START DATA SHOWN
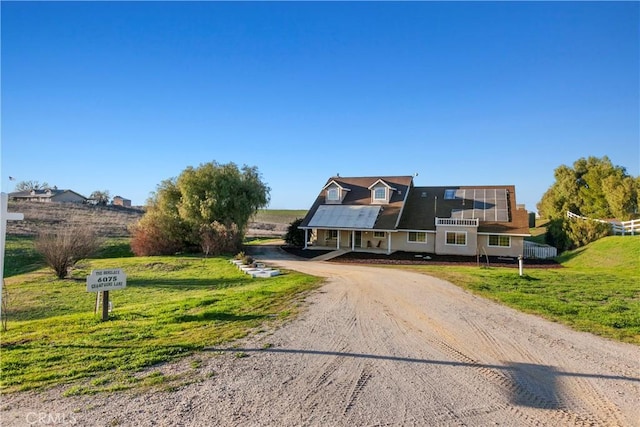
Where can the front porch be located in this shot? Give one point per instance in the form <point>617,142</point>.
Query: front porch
<point>353,240</point>
<point>333,248</point>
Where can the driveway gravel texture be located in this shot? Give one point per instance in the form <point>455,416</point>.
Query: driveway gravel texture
<point>376,347</point>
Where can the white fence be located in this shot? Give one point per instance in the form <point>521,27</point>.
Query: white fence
<point>538,251</point>
<point>626,227</point>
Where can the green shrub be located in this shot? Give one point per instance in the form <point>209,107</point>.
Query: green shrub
<point>295,236</point>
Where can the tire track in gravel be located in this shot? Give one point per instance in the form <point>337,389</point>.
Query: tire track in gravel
<point>378,347</point>
<point>577,402</point>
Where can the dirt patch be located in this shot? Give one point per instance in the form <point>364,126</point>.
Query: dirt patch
<point>109,221</point>
<point>377,347</point>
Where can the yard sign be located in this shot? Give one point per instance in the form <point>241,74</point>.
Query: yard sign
<point>4,217</point>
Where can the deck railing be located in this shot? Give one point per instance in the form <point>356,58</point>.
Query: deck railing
<point>469,222</point>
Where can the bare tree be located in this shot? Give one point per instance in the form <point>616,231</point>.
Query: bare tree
<point>63,248</point>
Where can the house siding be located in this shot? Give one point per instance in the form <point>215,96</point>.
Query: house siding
<point>400,242</point>
<point>516,247</point>
<point>411,209</point>
<point>470,248</point>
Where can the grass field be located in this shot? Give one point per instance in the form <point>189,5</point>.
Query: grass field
<point>282,216</point>
<point>171,307</point>
<point>174,306</point>
<point>597,291</point>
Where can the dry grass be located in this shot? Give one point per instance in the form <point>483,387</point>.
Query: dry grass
<point>108,221</point>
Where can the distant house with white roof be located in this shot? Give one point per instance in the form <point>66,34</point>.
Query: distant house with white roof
<point>48,195</point>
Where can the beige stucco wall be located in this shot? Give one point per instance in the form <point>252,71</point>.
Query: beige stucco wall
<point>443,249</point>
<point>516,248</point>
<point>400,242</point>
<point>435,243</point>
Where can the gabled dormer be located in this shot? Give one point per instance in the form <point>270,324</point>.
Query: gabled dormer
<point>381,192</point>
<point>334,193</point>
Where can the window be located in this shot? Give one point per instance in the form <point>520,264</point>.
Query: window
<point>417,237</point>
<point>458,238</point>
<point>497,240</point>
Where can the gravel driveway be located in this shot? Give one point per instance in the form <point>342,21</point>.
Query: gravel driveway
<point>380,347</point>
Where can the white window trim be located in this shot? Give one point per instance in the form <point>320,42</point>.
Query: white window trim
<point>417,241</point>
<point>375,189</point>
<point>455,232</point>
<point>498,236</point>
<point>328,234</point>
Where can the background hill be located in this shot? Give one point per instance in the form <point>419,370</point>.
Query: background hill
<point>114,221</point>
<point>110,221</point>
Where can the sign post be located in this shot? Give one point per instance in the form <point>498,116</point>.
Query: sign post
<point>4,217</point>
<point>105,281</point>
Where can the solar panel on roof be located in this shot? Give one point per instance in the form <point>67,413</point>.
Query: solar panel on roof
<point>488,204</point>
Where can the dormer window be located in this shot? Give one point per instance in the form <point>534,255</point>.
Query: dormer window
<point>335,193</point>
<point>380,194</point>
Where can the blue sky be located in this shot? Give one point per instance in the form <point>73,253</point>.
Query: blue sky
<point>119,96</point>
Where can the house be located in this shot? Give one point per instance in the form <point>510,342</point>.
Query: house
<point>388,214</point>
<point>48,195</point>
<point>121,201</point>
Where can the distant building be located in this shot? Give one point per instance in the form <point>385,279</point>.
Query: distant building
<point>48,195</point>
<point>121,201</point>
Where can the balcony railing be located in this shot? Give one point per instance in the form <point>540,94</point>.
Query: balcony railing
<point>459,222</point>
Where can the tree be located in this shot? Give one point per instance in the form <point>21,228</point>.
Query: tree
<point>217,238</point>
<point>295,236</point>
<point>31,185</point>
<point>182,211</point>
<point>594,188</point>
<point>62,249</point>
<point>101,197</point>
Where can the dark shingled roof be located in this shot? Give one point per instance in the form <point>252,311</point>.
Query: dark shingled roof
<point>424,204</point>
<point>360,194</point>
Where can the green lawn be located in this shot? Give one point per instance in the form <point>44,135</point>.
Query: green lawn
<point>174,306</point>
<point>171,307</point>
<point>597,290</point>
<point>279,216</point>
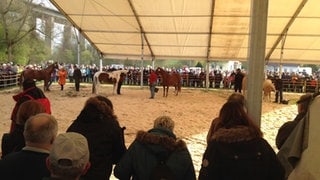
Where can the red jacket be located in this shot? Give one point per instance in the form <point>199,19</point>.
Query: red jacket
<point>153,77</point>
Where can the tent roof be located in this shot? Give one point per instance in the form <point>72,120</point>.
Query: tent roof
<point>196,30</point>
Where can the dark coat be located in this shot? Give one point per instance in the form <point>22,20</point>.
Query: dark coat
<point>105,140</point>
<point>13,142</point>
<point>24,164</point>
<point>139,162</point>
<point>236,154</point>
<point>286,129</point>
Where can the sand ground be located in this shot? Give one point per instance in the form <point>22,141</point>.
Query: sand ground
<point>192,111</point>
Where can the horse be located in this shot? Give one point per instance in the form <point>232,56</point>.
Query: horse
<point>103,77</point>
<point>43,74</point>
<point>173,79</point>
<point>267,88</point>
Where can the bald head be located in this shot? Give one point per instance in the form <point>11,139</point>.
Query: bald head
<point>40,129</point>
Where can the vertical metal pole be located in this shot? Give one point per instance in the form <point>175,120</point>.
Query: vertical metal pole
<point>142,51</point>
<point>256,57</point>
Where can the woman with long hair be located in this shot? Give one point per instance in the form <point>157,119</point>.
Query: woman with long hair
<point>237,149</point>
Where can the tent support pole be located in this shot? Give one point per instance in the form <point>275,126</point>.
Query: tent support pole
<point>256,54</point>
<point>142,54</point>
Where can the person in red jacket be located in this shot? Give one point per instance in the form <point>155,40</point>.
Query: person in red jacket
<point>152,82</point>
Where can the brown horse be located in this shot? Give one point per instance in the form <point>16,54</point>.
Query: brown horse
<point>173,79</point>
<point>103,77</point>
<point>44,74</point>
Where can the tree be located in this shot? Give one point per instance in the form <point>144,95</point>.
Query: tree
<point>17,23</point>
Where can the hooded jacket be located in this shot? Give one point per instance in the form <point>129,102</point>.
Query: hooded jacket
<point>236,154</point>
<point>105,140</point>
<point>139,162</point>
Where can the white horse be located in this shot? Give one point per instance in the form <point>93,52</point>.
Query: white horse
<point>103,77</point>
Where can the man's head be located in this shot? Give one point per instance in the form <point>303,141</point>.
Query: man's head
<point>69,156</point>
<point>40,130</point>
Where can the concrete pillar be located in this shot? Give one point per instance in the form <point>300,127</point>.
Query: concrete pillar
<point>256,57</point>
<point>49,25</point>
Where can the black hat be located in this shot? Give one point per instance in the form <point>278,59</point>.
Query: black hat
<point>305,98</point>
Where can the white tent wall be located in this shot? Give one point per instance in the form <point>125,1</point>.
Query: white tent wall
<point>201,30</point>
<point>308,166</point>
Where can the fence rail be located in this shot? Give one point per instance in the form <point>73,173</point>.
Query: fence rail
<point>302,86</point>
<point>8,80</point>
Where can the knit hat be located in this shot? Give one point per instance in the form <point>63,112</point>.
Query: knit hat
<point>69,150</point>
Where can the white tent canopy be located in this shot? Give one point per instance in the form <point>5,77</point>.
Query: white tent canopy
<point>195,29</point>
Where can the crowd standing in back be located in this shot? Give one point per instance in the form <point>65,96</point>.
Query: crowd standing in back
<point>30,91</point>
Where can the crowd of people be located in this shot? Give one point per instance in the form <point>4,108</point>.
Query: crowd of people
<point>95,142</point>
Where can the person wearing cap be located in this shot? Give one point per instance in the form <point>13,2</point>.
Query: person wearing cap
<point>141,159</point>
<point>30,91</point>
<point>98,123</point>
<point>286,129</point>
<point>69,157</point>
<point>14,141</point>
<point>30,163</point>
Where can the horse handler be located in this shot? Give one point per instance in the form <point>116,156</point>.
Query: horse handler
<point>152,83</point>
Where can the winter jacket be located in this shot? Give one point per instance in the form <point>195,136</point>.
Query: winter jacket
<point>105,140</point>
<point>139,161</point>
<point>237,154</point>
<point>13,142</point>
<point>286,129</point>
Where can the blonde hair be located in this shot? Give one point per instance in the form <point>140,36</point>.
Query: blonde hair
<point>164,122</point>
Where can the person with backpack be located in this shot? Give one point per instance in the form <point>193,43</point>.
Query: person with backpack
<point>156,154</point>
<point>30,92</point>
<point>237,150</point>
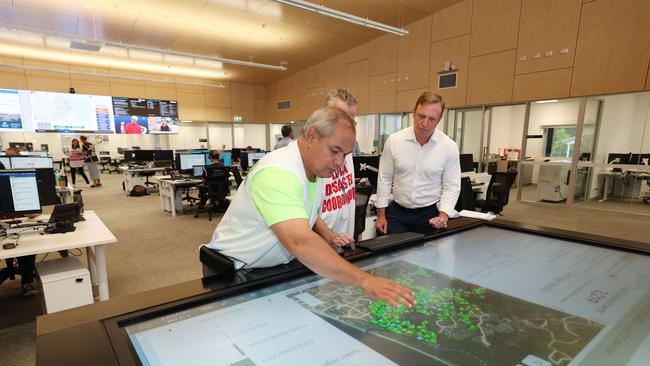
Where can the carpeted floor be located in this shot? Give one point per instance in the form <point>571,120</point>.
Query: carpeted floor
<point>156,250</point>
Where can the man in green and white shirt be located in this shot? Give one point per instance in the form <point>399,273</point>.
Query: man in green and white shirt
<point>274,217</point>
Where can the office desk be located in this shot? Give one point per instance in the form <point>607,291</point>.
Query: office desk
<point>171,199</point>
<point>131,176</point>
<point>91,234</point>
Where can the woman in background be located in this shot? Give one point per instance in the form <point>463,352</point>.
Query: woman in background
<point>91,160</point>
<point>76,155</point>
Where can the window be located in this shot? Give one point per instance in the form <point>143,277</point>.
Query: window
<point>559,141</point>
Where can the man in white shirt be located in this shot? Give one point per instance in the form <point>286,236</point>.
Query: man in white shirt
<point>338,204</point>
<point>422,166</point>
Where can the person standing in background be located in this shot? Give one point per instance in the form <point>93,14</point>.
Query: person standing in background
<point>91,160</point>
<point>287,137</point>
<point>76,156</point>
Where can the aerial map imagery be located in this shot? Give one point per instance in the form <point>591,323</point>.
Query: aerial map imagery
<point>453,323</point>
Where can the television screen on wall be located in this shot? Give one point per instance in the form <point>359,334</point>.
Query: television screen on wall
<point>143,116</point>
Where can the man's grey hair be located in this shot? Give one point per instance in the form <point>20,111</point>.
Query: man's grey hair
<point>340,93</point>
<point>325,120</point>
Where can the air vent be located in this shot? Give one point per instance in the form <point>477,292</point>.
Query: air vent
<point>447,80</point>
<point>283,105</point>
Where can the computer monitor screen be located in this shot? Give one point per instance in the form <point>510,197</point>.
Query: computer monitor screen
<point>618,158</point>
<point>226,158</point>
<point>5,161</point>
<point>197,171</point>
<point>188,161</point>
<point>466,163</point>
<point>254,157</point>
<point>486,296</point>
<point>30,162</point>
<point>163,155</point>
<point>46,182</point>
<point>366,166</point>
<point>19,192</point>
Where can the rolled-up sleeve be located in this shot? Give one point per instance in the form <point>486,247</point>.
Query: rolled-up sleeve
<point>385,176</point>
<point>450,182</point>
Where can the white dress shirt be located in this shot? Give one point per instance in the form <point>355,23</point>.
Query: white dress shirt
<point>420,175</point>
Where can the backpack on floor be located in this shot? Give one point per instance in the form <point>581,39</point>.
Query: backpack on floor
<point>138,191</point>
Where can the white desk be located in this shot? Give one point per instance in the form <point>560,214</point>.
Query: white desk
<point>131,176</point>
<point>171,199</point>
<point>91,234</point>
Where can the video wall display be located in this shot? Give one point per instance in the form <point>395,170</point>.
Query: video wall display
<point>62,112</point>
<point>145,116</point>
<point>484,297</point>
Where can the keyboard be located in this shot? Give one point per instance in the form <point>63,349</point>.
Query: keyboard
<point>388,241</point>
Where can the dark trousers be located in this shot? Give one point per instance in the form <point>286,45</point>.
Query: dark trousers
<point>401,219</point>
<point>73,173</point>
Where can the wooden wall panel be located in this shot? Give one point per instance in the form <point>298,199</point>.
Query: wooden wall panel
<point>542,85</point>
<point>382,90</point>
<point>613,47</point>
<point>413,56</point>
<point>335,72</point>
<point>358,53</point>
<point>495,25</point>
<point>191,105</point>
<point>218,97</point>
<point>491,78</point>
<point>452,22</point>
<point>547,27</point>
<point>356,80</point>
<point>455,50</point>
<point>405,99</point>
<point>242,98</point>
<point>383,54</point>
<point>260,110</point>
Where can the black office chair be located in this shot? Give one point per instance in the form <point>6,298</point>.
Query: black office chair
<point>148,174</point>
<point>216,188</point>
<point>237,175</point>
<point>498,192</point>
<point>466,199</point>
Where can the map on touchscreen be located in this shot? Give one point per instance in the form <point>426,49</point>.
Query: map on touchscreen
<point>454,321</point>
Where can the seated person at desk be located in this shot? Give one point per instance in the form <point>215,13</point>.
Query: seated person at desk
<point>418,184</point>
<point>25,263</point>
<point>274,216</point>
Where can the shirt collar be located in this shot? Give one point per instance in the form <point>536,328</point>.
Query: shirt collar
<point>435,137</point>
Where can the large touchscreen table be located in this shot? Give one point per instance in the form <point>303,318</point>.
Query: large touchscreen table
<point>484,297</point>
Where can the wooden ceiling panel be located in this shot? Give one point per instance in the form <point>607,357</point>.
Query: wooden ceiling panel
<point>262,31</point>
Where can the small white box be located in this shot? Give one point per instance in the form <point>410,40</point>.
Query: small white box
<point>65,283</point>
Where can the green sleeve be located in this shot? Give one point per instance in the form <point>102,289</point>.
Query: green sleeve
<point>278,196</point>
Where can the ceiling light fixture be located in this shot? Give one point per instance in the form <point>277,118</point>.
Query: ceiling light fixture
<point>320,9</point>
<point>94,45</point>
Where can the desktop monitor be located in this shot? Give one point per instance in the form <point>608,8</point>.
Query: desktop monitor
<point>19,192</point>
<point>198,171</point>
<point>618,158</point>
<point>254,157</point>
<point>30,162</point>
<point>163,155</point>
<point>6,161</point>
<point>186,162</point>
<point>226,158</point>
<point>46,182</point>
<point>366,166</point>
<point>466,163</point>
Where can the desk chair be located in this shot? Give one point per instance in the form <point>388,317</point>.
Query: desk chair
<point>216,188</point>
<point>498,192</point>
<point>148,174</point>
<point>467,198</point>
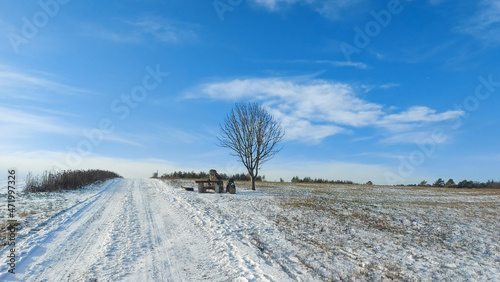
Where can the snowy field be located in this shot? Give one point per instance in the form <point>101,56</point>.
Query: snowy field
<point>151,230</point>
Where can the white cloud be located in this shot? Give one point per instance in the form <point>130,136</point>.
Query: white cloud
<point>416,114</point>
<point>141,30</point>
<point>313,109</point>
<point>358,65</point>
<point>25,85</point>
<point>331,9</point>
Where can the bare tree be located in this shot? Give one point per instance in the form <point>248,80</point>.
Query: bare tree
<point>253,135</point>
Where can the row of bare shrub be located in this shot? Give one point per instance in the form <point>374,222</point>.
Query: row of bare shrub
<point>65,180</point>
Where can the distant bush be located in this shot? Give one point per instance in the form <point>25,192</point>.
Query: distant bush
<point>202,175</point>
<point>490,184</point>
<point>307,179</point>
<point>65,180</point>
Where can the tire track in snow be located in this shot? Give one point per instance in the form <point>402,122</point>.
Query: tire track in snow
<point>34,243</point>
<point>249,264</point>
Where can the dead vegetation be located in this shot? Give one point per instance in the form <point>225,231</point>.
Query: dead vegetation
<point>65,180</point>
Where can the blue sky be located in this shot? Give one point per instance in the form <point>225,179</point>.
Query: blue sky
<point>387,91</point>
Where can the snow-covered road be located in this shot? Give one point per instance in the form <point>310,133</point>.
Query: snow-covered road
<point>133,230</point>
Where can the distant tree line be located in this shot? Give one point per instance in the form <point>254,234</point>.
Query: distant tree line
<point>65,180</point>
<point>308,179</point>
<point>462,184</point>
<point>202,175</point>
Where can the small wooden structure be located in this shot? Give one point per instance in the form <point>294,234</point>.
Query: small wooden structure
<point>187,188</point>
<point>217,186</point>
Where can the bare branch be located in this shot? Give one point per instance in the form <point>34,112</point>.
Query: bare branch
<point>252,134</point>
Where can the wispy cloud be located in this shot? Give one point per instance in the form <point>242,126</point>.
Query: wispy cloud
<point>20,123</point>
<point>145,29</point>
<point>332,9</point>
<point>27,85</point>
<point>313,109</point>
<point>358,65</point>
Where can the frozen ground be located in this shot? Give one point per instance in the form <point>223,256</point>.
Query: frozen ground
<point>150,230</point>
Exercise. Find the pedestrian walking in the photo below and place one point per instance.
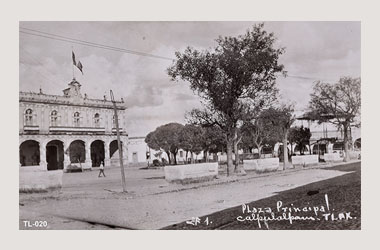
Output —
(101, 169)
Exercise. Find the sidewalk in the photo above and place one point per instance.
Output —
(153, 209)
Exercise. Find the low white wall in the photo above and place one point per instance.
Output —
(191, 172)
(332, 157)
(250, 165)
(262, 165)
(267, 165)
(354, 155)
(305, 160)
(39, 180)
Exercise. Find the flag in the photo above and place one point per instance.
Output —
(73, 56)
(80, 66)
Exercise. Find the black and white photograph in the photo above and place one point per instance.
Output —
(189, 125)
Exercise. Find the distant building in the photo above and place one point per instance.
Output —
(58, 130)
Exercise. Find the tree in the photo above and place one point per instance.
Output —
(258, 132)
(166, 138)
(212, 140)
(190, 139)
(281, 118)
(300, 136)
(338, 104)
(238, 72)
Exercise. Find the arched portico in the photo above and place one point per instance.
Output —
(30, 153)
(55, 155)
(77, 151)
(97, 153)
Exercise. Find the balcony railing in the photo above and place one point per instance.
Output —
(28, 127)
(75, 129)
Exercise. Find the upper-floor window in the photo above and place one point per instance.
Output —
(114, 121)
(76, 119)
(29, 117)
(97, 120)
(54, 118)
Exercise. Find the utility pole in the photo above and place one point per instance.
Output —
(119, 143)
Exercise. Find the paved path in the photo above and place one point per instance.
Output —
(147, 207)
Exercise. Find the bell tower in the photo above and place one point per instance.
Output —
(73, 90)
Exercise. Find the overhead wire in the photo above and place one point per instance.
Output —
(67, 39)
(90, 44)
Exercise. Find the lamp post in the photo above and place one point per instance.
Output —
(119, 143)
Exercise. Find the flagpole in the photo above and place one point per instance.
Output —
(72, 64)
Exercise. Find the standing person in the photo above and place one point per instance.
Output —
(101, 169)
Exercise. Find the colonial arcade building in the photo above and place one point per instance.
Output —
(56, 131)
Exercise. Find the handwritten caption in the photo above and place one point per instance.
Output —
(291, 213)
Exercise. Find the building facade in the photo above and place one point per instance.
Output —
(56, 131)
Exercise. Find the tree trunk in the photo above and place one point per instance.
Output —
(258, 149)
(291, 148)
(205, 155)
(229, 154)
(175, 158)
(285, 146)
(168, 153)
(345, 141)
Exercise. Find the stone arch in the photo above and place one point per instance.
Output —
(30, 153)
(97, 152)
(114, 147)
(358, 143)
(55, 155)
(77, 151)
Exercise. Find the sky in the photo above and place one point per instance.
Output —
(314, 51)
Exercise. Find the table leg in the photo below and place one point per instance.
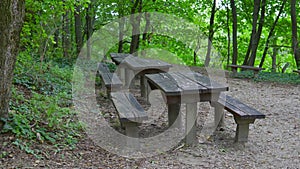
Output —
(174, 116)
(129, 75)
(190, 125)
(143, 86)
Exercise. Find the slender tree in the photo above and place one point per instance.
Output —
(210, 34)
(271, 32)
(234, 32)
(295, 45)
(256, 39)
(78, 28)
(135, 20)
(10, 28)
(254, 27)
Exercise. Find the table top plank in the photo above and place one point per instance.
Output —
(136, 63)
(175, 83)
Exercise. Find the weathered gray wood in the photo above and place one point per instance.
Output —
(117, 58)
(297, 71)
(246, 67)
(243, 115)
(238, 108)
(103, 68)
(140, 66)
(110, 80)
(176, 83)
(254, 69)
(131, 114)
(174, 117)
(185, 87)
(242, 129)
(190, 129)
(128, 108)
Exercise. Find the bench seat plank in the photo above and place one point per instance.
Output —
(243, 115)
(297, 71)
(110, 80)
(240, 109)
(128, 108)
(246, 67)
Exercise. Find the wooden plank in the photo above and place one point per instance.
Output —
(246, 67)
(117, 58)
(164, 82)
(111, 80)
(297, 71)
(129, 110)
(206, 82)
(239, 108)
(138, 64)
(103, 68)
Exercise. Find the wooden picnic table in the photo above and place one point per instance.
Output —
(185, 88)
(140, 66)
(117, 58)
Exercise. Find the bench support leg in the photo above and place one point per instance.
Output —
(242, 129)
(219, 115)
(143, 86)
(131, 130)
(190, 124)
(174, 115)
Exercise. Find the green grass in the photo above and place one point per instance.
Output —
(282, 78)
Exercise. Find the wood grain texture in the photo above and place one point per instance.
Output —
(128, 108)
(239, 109)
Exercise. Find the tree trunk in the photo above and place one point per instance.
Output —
(271, 34)
(66, 34)
(10, 29)
(295, 44)
(121, 25)
(78, 29)
(135, 20)
(234, 32)
(228, 35)
(210, 34)
(274, 55)
(256, 39)
(89, 29)
(253, 34)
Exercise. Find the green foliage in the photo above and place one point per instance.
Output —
(282, 78)
(41, 107)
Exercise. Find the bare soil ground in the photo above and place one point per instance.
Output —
(274, 142)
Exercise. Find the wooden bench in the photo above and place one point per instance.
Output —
(245, 67)
(117, 58)
(109, 80)
(297, 71)
(243, 115)
(130, 112)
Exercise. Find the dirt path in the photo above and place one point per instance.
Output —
(274, 142)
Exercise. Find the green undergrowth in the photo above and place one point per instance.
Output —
(41, 109)
(282, 78)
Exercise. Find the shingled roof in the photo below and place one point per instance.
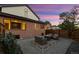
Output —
(14, 5)
(20, 18)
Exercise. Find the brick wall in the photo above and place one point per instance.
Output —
(30, 31)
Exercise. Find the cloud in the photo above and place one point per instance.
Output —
(52, 17)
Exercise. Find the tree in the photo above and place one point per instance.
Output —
(69, 21)
(47, 22)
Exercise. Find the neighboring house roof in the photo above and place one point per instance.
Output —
(14, 5)
(20, 18)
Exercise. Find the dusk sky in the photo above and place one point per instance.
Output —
(51, 12)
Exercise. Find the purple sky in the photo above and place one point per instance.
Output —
(51, 12)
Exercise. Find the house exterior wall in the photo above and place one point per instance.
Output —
(22, 11)
(32, 29)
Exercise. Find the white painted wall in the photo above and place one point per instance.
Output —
(20, 11)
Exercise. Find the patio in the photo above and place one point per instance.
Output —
(53, 47)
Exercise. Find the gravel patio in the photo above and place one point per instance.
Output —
(53, 47)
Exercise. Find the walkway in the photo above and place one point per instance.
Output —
(54, 46)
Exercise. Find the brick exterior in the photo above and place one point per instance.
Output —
(30, 31)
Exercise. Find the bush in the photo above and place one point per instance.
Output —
(10, 45)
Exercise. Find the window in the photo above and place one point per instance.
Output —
(6, 26)
(15, 25)
(42, 26)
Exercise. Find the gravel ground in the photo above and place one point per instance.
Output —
(74, 48)
(53, 47)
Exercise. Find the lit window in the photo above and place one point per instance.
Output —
(15, 25)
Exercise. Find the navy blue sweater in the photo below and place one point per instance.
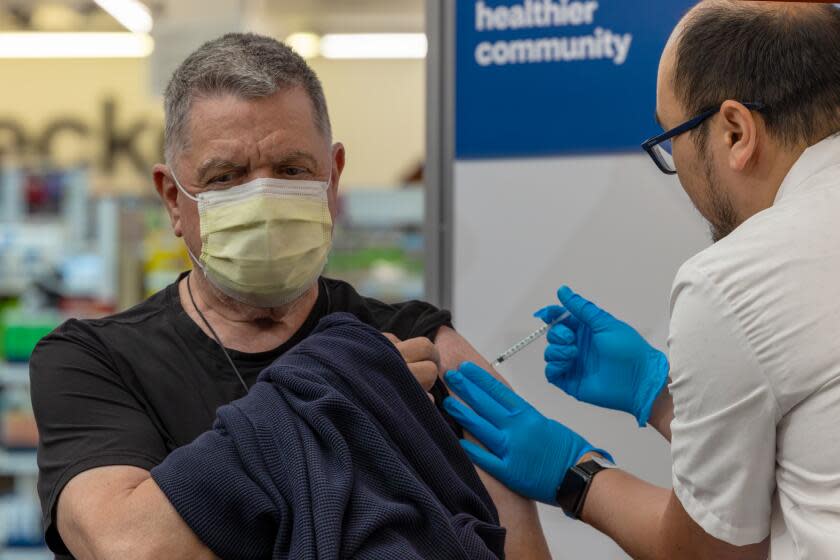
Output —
(336, 452)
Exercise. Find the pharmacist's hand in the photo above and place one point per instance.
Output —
(523, 449)
(600, 360)
(422, 358)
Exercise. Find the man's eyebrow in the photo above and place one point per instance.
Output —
(215, 163)
(297, 155)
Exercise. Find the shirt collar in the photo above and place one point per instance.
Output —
(823, 154)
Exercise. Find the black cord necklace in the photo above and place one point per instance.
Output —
(215, 336)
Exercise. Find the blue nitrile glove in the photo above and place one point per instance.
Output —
(600, 360)
(526, 451)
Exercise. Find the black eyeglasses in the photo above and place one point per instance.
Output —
(659, 147)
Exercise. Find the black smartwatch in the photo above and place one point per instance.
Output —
(571, 494)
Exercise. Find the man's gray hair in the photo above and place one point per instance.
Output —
(242, 64)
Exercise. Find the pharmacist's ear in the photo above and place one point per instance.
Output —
(168, 193)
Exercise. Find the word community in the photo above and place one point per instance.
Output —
(601, 44)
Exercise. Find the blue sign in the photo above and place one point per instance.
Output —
(545, 77)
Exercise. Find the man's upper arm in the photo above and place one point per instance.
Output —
(725, 414)
(86, 417)
(518, 515)
(119, 512)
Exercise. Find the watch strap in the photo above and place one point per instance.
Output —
(571, 494)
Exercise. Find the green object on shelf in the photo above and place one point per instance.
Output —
(343, 260)
(20, 332)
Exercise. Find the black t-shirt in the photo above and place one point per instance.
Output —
(129, 388)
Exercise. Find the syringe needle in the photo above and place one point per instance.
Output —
(522, 344)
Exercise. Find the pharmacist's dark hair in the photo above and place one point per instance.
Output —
(242, 64)
(787, 58)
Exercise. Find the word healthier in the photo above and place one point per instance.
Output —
(601, 44)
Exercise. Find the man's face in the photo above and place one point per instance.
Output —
(699, 169)
(231, 141)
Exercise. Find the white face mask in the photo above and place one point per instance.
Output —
(264, 243)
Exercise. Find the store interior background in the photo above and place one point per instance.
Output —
(82, 232)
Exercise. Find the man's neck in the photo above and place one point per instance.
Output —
(767, 182)
(242, 327)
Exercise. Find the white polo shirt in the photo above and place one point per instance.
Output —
(755, 366)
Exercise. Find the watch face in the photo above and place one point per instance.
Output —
END DATA SHOWN
- **REQUIRED ACTION**
Could you return exactly the lines above from the line with "Where can the red" to the line with "Where can the tent roof", both included, and nothing else?

- **WRITTEN REPLY**
Where can the red jacket be located in this shot? Give one point per instance in the form <point>199,19</point>.
Query: red jacket
<point>153,77</point>
Where can the tent roof be located in this shot? Give one point per instance in the form <point>72,120</point>.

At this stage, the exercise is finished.